[JOB]
Give back each of the following rows verbatim, character for character.

[RECORDS FOR THIS TASK]
----
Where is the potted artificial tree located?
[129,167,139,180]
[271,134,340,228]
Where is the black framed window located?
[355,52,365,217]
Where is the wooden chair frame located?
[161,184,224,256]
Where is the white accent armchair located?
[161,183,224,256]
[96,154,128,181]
----
[RESPONSE TO THE EXERCISE]
Where is the potted artificial tree located?
[129,167,139,180]
[271,134,340,228]
Where is the black framed window located?
[355,52,365,217]
Where is the wooden chair frame located?
[161,184,224,256]
Where is the white accent armchair located?
[161,183,224,256]
[96,154,128,181]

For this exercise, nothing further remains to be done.